— start Supplied entries —
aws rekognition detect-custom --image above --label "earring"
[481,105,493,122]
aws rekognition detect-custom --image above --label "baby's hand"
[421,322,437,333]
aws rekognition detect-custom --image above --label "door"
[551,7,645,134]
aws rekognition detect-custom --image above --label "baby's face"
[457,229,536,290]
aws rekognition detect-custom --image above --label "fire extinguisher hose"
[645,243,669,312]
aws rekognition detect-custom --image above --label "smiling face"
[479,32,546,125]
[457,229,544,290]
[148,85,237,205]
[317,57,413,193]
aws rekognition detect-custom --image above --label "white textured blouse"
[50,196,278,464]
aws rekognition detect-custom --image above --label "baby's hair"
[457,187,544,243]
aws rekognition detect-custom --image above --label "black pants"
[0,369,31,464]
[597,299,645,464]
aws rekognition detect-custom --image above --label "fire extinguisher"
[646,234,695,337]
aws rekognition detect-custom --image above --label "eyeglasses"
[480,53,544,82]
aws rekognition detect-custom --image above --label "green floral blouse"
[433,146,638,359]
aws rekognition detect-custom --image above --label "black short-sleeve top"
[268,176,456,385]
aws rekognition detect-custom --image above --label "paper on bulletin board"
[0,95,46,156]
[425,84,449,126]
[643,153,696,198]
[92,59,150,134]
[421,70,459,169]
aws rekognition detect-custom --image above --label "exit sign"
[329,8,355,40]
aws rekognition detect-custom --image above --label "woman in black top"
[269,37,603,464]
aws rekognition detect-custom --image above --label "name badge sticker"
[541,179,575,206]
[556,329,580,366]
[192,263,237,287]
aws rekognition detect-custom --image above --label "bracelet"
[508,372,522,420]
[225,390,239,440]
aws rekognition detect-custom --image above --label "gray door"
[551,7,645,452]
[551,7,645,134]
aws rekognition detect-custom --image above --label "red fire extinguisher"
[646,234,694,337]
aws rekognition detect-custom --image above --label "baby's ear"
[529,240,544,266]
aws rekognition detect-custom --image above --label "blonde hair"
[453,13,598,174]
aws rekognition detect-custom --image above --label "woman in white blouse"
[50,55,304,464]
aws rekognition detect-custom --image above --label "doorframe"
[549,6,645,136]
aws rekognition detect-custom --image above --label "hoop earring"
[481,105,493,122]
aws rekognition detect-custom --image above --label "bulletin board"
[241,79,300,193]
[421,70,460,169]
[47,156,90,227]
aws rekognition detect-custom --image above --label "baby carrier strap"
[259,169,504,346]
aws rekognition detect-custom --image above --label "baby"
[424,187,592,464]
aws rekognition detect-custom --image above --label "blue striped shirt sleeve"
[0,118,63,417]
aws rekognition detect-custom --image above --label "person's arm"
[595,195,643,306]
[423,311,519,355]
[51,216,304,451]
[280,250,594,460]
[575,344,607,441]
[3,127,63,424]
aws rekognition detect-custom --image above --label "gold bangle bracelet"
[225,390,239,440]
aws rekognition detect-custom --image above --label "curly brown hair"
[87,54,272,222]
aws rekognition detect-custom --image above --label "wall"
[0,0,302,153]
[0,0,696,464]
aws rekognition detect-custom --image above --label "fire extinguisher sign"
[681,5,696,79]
— end Supplied entries —
• Given exercise
Turn all of the data above into a Markdown table with two columns, Row and Entry. Give each line its own numbered row and leave out blank lines.

• Complete output
| Row | Entry |
|---|---|
| 1 | aws rekognition detect-custom --image above --label "earring" |
| 2 | [481,105,493,122] |
| 3 | aws rekognition detect-custom --image above --label "baby's hand" |
| 4 | [421,322,437,333] |
| 5 | aws rekognition detect-custom --image above --label "door" |
| 6 | [551,7,645,134] |
| 7 | aws rekognition detect-custom --image above --label "baby's face" |
| 8 | [457,229,536,290] |
| 9 | aws rekognition detect-custom --image above --label "fire extinguisher hose" |
| 10 | [645,243,669,312] |
| 11 | aws rekognition detect-custom --image above --label "smiling face" |
| 12 | [479,32,546,125] |
| 13 | [457,229,544,290] |
| 14 | [148,85,237,205] |
| 15 | [317,57,413,193] |
| 16 | aws rekognition detect-custom --image above --label "white textured blouse" |
| 17 | [50,196,278,464] |
| 18 | aws rekognition detect-custom --image above --label "baby's hair" |
| 19 | [457,187,544,243] |
| 20 | aws rekognition detect-custom --image above --label "black pants" |
| 21 | [0,369,31,464] |
| 22 | [597,299,645,464] |
| 23 | aws rekognition detect-custom --image above --label "fire extinguisher" |
| 24 | [646,234,695,337] |
| 25 | aws rekognition detect-custom --image above --label "eyeglasses" |
| 26 | [480,53,544,82] |
| 27 | aws rekognition detect-custom --image above --label "green floral blouse" |
| 28 | [433,146,638,359] |
| 29 | aws rekognition detect-custom --image above --label "black short-sleeve top" |
| 30 | [268,176,456,385] |
| 31 | aws rekognition detect-custom --image above --label "paper on bulletin board" |
| 32 | [0,95,46,156] |
| 33 | [425,84,449,126] |
| 34 | [643,153,696,198] |
| 35 | [92,59,150,134] |
| 36 | [421,70,459,169] |
| 37 | aws rekognition detect-custom --image above --label "exit sign" |
| 38 | [329,8,355,40] |
| 39 | aws rekognition detect-custom --image above --label "woman in black top" |
| 40 | [269,37,603,464] |
| 41 | aws rekognition detect-custom --image above --label "name badge sticker" |
| 42 | [541,179,575,206] |
| 43 | [556,329,580,366] |
| 44 | [192,263,237,287] |
| 45 | aws rekognition detect-custom --image above --label "bracelet" |
| 46 | [508,372,522,420] |
| 47 | [225,390,239,440] |
| 48 | aws rekognition detect-custom --image above --label "gray door" |
| 49 | [551,7,645,452] |
| 50 | [551,7,645,134] |
| 51 | aws rekognition detect-custom --image above --label "red fire extinguisher" |
| 52 | [646,234,694,337] |
| 53 | aws rekognition detect-custom --image above --label "baby's ear" |
| 54 | [529,240,544,266] |
| 55 | aws rekognition detect-custom --image above --label "blonde hair" |
| 56 | [453,13,598,174] |
| 57 | aws rekognition detect-custom --image above --label "woman in white blouse" |
| 58 | [50,55,304,464] |
| 59 | aws rekognition detect-custom --image above --label "doorframe" |
| 60 | [549,6,645,136] |
| 61 | aws rekognition detect-custom --image above --label "hoop earring" |
| 62 | [481,105,493,122] |
| 63 | aws rekognition detect-custom --image above --label "bulletin board" |
| 64 | [241,79,300,193] |
| 65 | [421,70,460,169] |
| 66 | [47,156,90,227] |
| 67 | aws rekognition detect-custom --image above --label "baby carrier strap" |
| 68 | [259,169,504,346] |
| 69 | aws rekognition detect-custom --image above --label "baby" |
| 70 | [424,187,592,464] |
| 71 | aws rekognition detect-custom --image above --label "blue striped shirt sleeve" |
| 72 | [0,118,63,417] |
| 73 | aws rekognition detect-custom --image above --label "person's arm" |
| 74 | [595,195,643,306] |
| 75 | [423,311,519,355] |
| 76 | [51,216,304,451] |
| 77 | [280,250,594,460] |
| 78 | [575,344,607,441] |
| 79 | [3,127,63,424] |
| 80 | aws rekognition detect-custom --image above --label "gold bangle bracelet" |
| 81 | [225,390,239,440] |
| 82 | aws rekognition detect-custom --image above --label "curly brown hair" |
| 83 | [87,54,272,222] |
| 84 | aws rekognition detect-custom --image above --label "wall" |
| 85 | [0,0,302,153] |
| 86 | [0,0,696,464] |
| 87 | aws rekognition detect-custom --image above --label "fire extinguisher sign" |
| 88 | [681,5,696,79] |